Base

get_extract_info(image, auto_thresh_multiplier, hist_bin_edges, max_pixel_value, scale, z_info=None)

Gets information from filtered scaled images useful for later in the pipeline. If 3D image, only z-plane used for auto_thresh and hist_counts calculation for speed and the that the exact value of these is not that important, just want a rough idea.

Parameters:

Name	Type	Description	Default
image	np.ndarray	int [n_y x n_x (x n_z)] Image of tile after filtering and scaling.	required
auto_thresh_multiplier	float	auto_thresh is set to auto_thresh_multiplier * median(abs(image)) so that pixel values above this are likely spots. Typical = 10	required
hist_bin_edges	np.ndarray	float [len(nbp['hist_values']) + 1] hist_values shifted by 0.5 to give bin edges not centres.	required
max_pixel_value	int	Maximum pixel value that image can contain when saving as tiff file. If no shift was applied, this would be np.iinfo(np.uint16).max.	required
scale	float	Factor by which, image has been multiplied in order to fill out available values in tiff file.	required
z_info	Optional[int]	z-plane to get auto_thresh and hist_counts from.	None

Returns:

Type	Description
float	auto_thresh - int Pixel values above auto_thresh in image are likely spots.
##############################
Set task A
In the records below, copy out word for word the lines starting with the line that contains "[spot] the green salad, one" and going on through the line that contains "(1051, 163)".

Entries supplied
##############################
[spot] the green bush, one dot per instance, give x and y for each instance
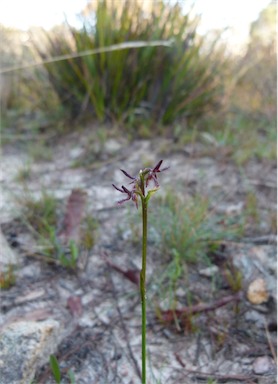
(154, 84)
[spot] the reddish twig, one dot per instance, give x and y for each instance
(170, 315)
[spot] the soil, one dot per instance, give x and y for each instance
(98, 305)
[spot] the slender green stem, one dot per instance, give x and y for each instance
(143, 285)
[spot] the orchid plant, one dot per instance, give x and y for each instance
(140, 189)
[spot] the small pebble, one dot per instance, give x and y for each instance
(263, 365)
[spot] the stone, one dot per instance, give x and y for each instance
(210, 271)
(7, 255)
(24, 347)
(263, 365)
(257, 292)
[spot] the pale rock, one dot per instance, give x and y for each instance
(7, 255)
(24, 347)
(263, 365)
(257, 292)
(210, 271)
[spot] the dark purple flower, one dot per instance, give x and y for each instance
(140, 182)
(152, 173)
(130, 195)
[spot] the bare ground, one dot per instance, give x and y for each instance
(98, 308)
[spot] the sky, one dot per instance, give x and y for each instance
(236, 14)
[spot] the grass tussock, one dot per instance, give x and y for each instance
(153, 84)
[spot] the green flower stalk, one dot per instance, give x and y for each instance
(140, 189)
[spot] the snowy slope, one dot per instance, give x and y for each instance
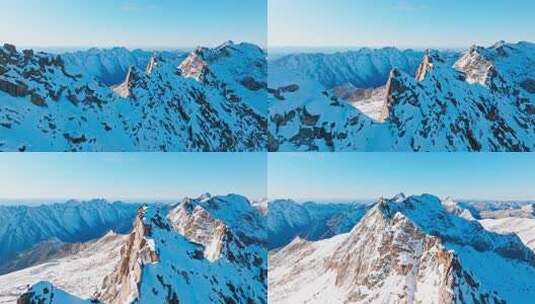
(287, 219)
(405, 251)
(523, 227)
(204, 250)
(363, 68)
(484, 101)
(110, 65)
(79, 270)
(23, 227)
(48, 103)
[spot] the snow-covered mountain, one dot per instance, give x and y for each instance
(111, 65)
(405, 250)
(482, 101)
(207, 100)
(363, 68)
(77, 268)
(204, 250)
(287, 219)
(29, 234)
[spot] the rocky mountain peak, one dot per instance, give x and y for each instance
(194, 66)
(153, 61)
(124, 89)
(394, 86)
(138, 251)
(476, 67)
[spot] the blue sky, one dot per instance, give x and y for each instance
(132, 23)
(130, 176)
(353, 176)
(402, 23)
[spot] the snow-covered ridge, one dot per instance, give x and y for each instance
(167, 257)
(405, 250)
(484, 101)
(78, 269)
(287, 219)
(363, 68)
(71, 103)
(23, 227)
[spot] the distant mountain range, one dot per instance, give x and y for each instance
(205, 250)
(407, 250)
(121, 100)
(383, 100)
(214, 249)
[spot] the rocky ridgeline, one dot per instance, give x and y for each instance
(159, 108)
(184, 253)
(482, 101)
(404, 250)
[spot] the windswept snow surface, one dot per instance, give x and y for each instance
(24, 227)
(203, 250)
(79, 272)
(405, 250)
(121, 100)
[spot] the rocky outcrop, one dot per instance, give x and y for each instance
(476, 68)
(194, 66)
(153, 61)
(397, 253)
(479, 102)
(124, 88)
(197, 225)
(153, 108)
(122, 286)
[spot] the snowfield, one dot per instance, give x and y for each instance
(480, 100)
(121, 100)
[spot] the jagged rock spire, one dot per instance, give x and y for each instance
(151, 65)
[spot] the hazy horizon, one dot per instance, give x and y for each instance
(130, 176)
(354, 176)
(402, 23)
(133, 23)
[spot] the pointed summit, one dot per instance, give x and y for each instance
(123, 89)
(151, 65)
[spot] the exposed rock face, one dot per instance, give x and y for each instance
(71, 222)
(60, 108)
(476, 68)
(482, 101)
(46, 293)
(204, 250)
(194, 66)
(426, 65)
(77, 268)
(398, 254)
(195, 223)
(122, 285)
(151, 65)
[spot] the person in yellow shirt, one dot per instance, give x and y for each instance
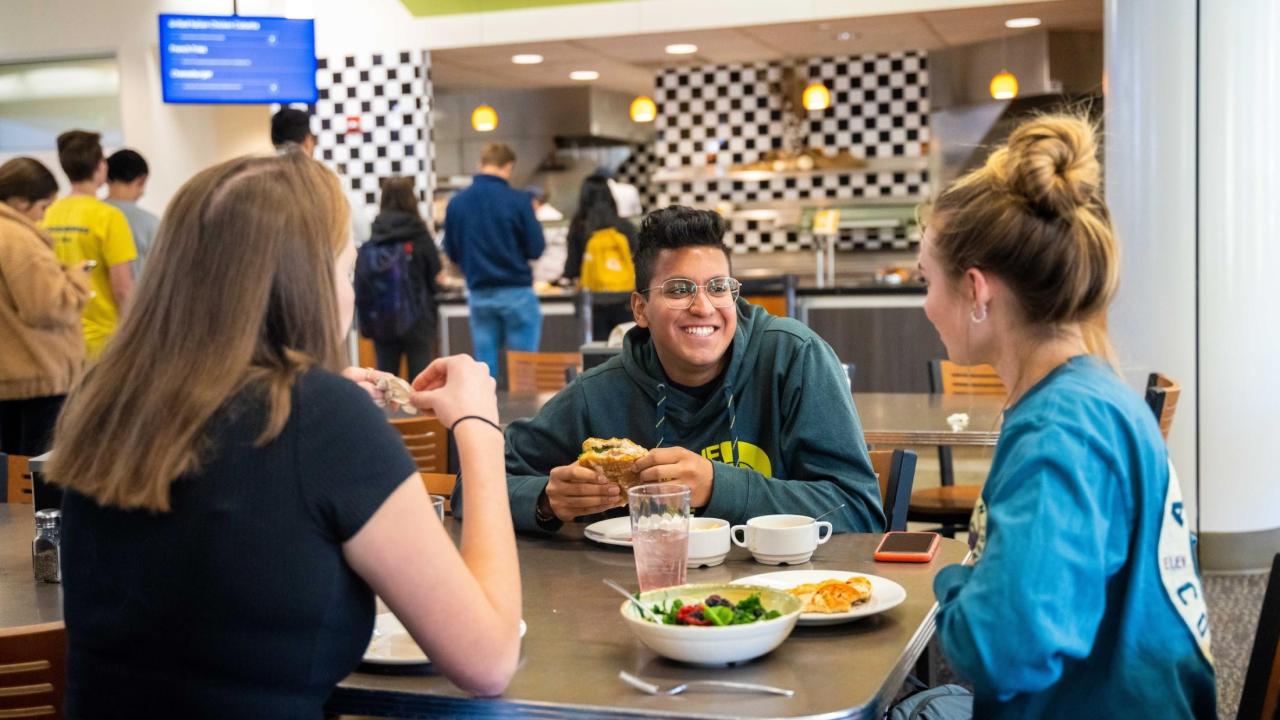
(86, 228)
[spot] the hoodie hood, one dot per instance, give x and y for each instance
(397, 226)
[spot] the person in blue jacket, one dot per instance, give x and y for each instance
(753, 413)
(1083, 600)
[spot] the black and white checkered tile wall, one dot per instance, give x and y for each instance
(734, 114)
(374, 121)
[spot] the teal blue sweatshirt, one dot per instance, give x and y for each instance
(781, 432)
(1084, 601)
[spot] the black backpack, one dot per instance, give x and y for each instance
(388, 300)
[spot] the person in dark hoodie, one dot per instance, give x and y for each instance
(400, 223)
(750, 411)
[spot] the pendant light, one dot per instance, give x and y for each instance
(643, 109)
(484, 118)
(816, 96)
(1004, 86)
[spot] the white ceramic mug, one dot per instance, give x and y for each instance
(776, 540)
(708, 542)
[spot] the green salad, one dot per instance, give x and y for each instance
(713, 611)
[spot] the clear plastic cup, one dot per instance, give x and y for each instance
(659, 533)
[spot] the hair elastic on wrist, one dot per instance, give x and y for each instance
(485, 420)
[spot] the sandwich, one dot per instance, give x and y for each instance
(613, 458)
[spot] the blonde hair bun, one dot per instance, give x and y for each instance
(1051, 163)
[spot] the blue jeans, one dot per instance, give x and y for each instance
(504, 318)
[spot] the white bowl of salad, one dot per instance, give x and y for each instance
(713, 624)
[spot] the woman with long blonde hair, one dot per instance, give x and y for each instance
(1083, 601)
(233, 502)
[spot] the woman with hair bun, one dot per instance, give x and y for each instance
(1083, 600)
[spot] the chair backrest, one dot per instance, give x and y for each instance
(1162, 396)
(18, 479)
(426, 440)
(950, 378)
(895, 469)
(1261, 696)
(32, 670)
(539, 372)
(440, 483)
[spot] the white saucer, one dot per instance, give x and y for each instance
(615, 531)
(885, 593)
(392, 645)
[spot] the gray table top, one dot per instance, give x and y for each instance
(577, 643)
(23, 601)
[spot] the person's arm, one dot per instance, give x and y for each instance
(822, 449)
(1043, 569)
(44, 292)
(462, 606)
(534, 242)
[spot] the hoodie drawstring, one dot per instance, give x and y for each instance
(661, 425)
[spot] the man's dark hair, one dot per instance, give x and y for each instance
(289, 124)
(126, 165)
(78, 153)
(672, 228)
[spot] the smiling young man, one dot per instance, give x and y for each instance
(752, 413)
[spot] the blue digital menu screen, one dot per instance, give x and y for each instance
(237, 59)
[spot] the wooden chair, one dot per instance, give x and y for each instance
(32, 670)
(1162, 399)
(895, 469)
(1261, 696)
(539, 372)
(951, 505)
(440, 483)
(18, 481)
(428, 441)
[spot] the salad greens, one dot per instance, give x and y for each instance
(714, 611)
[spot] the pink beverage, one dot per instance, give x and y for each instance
(659, 533)
(661, 557)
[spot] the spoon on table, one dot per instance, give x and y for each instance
(828, 513)
(624, 592)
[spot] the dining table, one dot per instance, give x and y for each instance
(890, 419)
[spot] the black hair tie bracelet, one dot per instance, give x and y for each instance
(485, 420)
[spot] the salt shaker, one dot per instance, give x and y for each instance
(46, 554)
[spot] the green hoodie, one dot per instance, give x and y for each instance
(782, 433)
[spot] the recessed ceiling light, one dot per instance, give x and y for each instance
(1019, 23)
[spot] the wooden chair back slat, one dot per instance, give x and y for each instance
(1162, 395)
(1260, 698)
(539, 372)
(32, 670)
(426, 441)
(895, 470)
(18, 479)
(950, 378)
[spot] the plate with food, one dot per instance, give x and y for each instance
(615, 531)
(392, 645)
(832, 596)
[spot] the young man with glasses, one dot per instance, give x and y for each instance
(752, 413)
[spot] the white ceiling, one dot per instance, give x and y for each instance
(627, 63)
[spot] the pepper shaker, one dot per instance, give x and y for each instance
(46, 555)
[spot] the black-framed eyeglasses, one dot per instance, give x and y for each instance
(679, 294)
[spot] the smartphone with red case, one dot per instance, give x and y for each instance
(906, 547)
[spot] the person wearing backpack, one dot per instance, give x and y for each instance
(600, 247)
(396, 282)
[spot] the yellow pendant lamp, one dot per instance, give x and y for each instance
(643, 109)
(484, 118)
(816, 96)
(1004, 86)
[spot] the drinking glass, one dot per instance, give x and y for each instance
(659, 533)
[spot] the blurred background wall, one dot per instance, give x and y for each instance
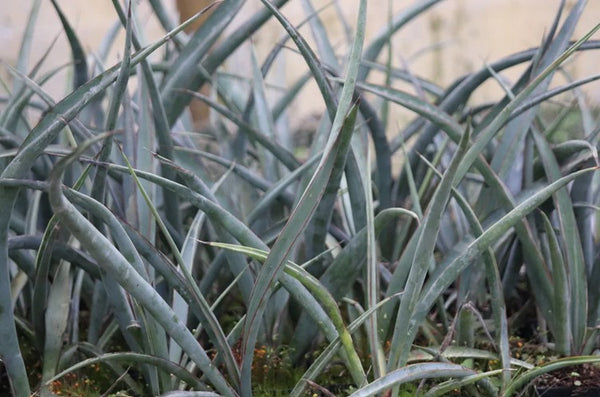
(454, 37)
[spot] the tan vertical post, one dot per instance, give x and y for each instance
(187, 8)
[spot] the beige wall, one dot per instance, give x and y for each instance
(454, 37)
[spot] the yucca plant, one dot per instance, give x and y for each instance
(171, 256)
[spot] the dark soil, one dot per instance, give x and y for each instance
(581, 378)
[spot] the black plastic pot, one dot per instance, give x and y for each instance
(571, 391)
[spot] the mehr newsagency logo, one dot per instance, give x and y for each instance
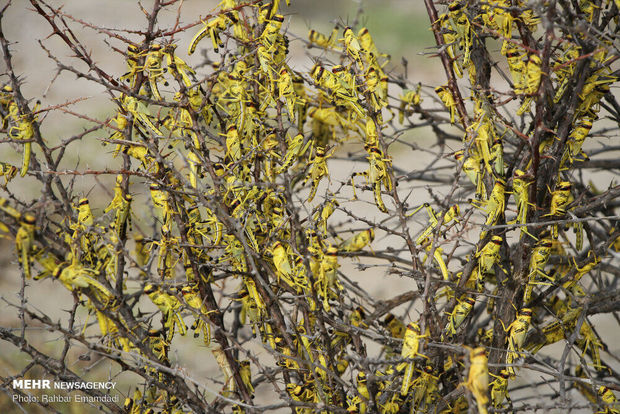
(43, 384)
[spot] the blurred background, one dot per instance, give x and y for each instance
(399, 28)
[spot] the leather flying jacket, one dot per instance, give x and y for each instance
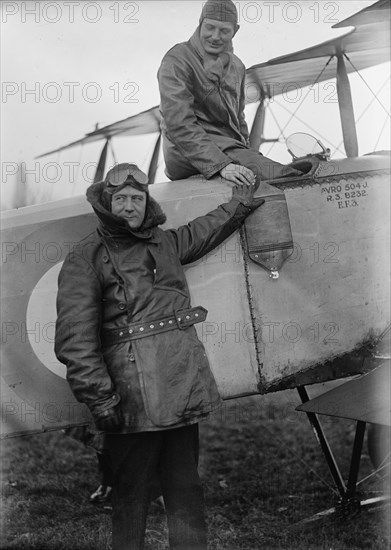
(202, 107)
(116, 276)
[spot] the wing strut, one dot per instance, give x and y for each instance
(154, 160)
(346, 111)
(256, 134)
(100, 169)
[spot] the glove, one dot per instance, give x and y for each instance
(109, 420)
(245, 195)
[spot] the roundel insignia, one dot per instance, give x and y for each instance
(35, 393)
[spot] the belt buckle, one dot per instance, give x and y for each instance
(181, 317)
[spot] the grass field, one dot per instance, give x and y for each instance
(263, 473)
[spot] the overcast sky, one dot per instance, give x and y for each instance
(67, 66)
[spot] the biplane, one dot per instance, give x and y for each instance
(299, 296)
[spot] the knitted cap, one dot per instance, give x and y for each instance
(220, 10)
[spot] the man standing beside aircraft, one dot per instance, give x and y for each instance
(125, 332)
(202, 105)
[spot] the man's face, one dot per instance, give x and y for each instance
(215, 36)
(130, 204)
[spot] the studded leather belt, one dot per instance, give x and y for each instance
(180, 319)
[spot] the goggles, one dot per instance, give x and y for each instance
(120, 173)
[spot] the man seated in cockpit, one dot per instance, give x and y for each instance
(202, 106)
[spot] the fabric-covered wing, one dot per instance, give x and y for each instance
(366, 45)
(147, 122)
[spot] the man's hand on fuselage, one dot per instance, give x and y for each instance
(238, 174)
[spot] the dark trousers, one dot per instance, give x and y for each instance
(135, 459)
(178, 167)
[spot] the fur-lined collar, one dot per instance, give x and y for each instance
(114, 225)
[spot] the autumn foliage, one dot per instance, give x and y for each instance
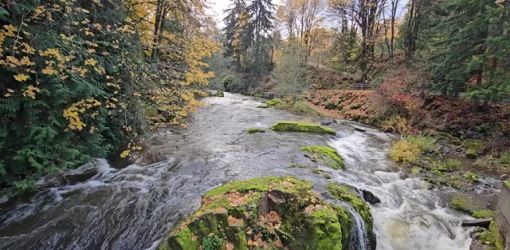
(76, 83)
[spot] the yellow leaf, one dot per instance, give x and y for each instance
(21, 77)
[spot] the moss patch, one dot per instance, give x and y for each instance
(469, 205)
(493, 237)
(483, 214)
(474, 148)
(275, 102)
(255, 130)
(344, 193)
(326, 155)
(302, 127)
(263, 213)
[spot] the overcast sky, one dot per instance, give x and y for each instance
(216, 8)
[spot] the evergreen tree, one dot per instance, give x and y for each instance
(468, 49)
(260, 24)
(235, 35)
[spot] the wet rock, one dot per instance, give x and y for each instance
(68, 178)
(477, 223)
(370, 197)
(360, 130)
(4, 199)
(324, 154)
(302, 127)
(327, 122)
(264, 213)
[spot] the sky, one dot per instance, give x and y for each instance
(217, 7)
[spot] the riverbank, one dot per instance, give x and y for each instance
(137, 206)
(469, 166)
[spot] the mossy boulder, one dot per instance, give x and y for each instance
(348, 195)
(219, 94)
(474, 148)
(302, 127)
(471, 206)
(325, 154)
(263, 213)
(255, 130)
(273, 103)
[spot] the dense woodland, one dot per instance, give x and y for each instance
(84, 79)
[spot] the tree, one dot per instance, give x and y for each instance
(301, 18)
(468, 49)
(365, 15)
(236, 40)
(389, 35)
(291, 73)
(259, 27)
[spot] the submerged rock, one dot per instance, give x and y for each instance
(325, 154)
(370, 197)
(255, 130)
(264, 213)
(302, 127)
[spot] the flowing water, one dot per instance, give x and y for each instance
(134, 207)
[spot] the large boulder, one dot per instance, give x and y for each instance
(264, 213)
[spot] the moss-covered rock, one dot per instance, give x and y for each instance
(325, 154)
(263, 213)
(493, 237)
(470, 206)
(273, 102)
(346, 194)
(255, 130)
(474, 148)
(302, 127)
(218, 93)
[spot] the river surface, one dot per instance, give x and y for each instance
(134, 207)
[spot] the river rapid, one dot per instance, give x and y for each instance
(134, 207)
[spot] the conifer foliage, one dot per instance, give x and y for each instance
(78, 82)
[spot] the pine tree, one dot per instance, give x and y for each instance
(261, 16)
(468, 49)
(235, 39)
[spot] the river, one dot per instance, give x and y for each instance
(134, 207)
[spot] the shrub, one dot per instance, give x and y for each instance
(449, 165)
(398, 124)
(424, 143)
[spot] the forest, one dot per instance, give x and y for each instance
(423, 85)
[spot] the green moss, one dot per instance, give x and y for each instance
(474, 148)
(276, 212)
(493, 237)
(504, 158)
(424, 143)
(327, 230)
(483, 214)
(302, 127)
(471, 176)
(415, 170)
(325, 154)
(344, 193)
(255, 130)
(448, 165)
(273, 102)
(263, 184)
(183, 239)
(297, 165)
(219, 94)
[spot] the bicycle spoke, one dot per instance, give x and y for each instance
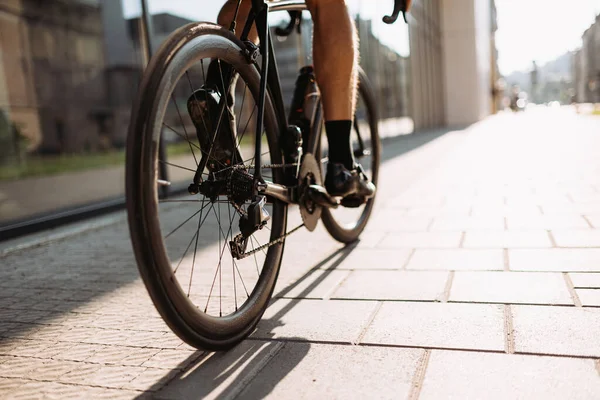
(176, 166)
(184, 222)
(190, 243)
(232, 260)
(254, 254)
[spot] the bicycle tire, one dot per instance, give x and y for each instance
(196, 328)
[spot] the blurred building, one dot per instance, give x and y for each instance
(453, 61)
(586, 66)
(52, 72)
(69, 71)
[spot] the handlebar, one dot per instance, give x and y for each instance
(399, 6)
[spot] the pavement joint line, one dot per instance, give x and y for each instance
(461, 243)
(363, 331)
(419, 377)
(588, 221)
(572, 290)
(60, 234)
(552, 240)
(76, 384)
(410, 256)
(508, 330)
(240, 384)
(506, 259)
(448, 287)
(335, 287)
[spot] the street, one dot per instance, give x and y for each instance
(478, 277)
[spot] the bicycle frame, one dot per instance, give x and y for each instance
(269, 80)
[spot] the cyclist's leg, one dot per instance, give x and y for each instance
(335, 53)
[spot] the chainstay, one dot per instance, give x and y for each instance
(271, 243)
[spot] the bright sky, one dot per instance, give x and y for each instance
(540, 30)
(528, 30)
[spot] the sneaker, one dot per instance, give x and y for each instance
(353, 186)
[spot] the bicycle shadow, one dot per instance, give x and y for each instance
(229, 374)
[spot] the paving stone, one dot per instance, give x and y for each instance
(152, 379)
(137, 357)
(313, 371)
(222, 374)
(421, 240)
(467, 223)
(594, 219)
(510, 287)
(589, 297)
(375, 259)
(584, 260)
(454, 210)
(113, 376)
(469, 375)
(370, 240)
(393, 285)
(444, 325)
(19, 367)
(78, 352)
(514, 211)
(557, 330)
(81, 375)
(547, 222)
(321, 320)
(577, 238)
(587, 281)
(457, 259)
(53, 369)
(387, 223)
(507, 239)
(172, 359)
(317, 285)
##############################
Set task B
Using the function documentation above, write out the part starting with "Gets information from" and going on through "a rough idea.", putting "approximate" wherever "rough" appears.

Task answer A
[spot] the green salad, one dot per instance, give x and y for each instance
(713, 611)
[spot] the clear plastic cup, one dot per instance, give x and y for each instance
(659, 533)
[spot] the hair elastic on wrist, one dot per instance, give x and y for each instance
(485, 420)
[spot] the sandwich, one dot per instance, give x and y for each instance
(613, 458)
[spot] the blonde hair bun, one dot per instance, give x and y for each instance
(1051, 163)

Task answer B
Gets information from filtered scaled images useful for later in the pipeline. If 3D image, only z-plane used for auto_thresh and hist_counts calculation for speed and the that the exact value of these is not that important, just want a approximate idea.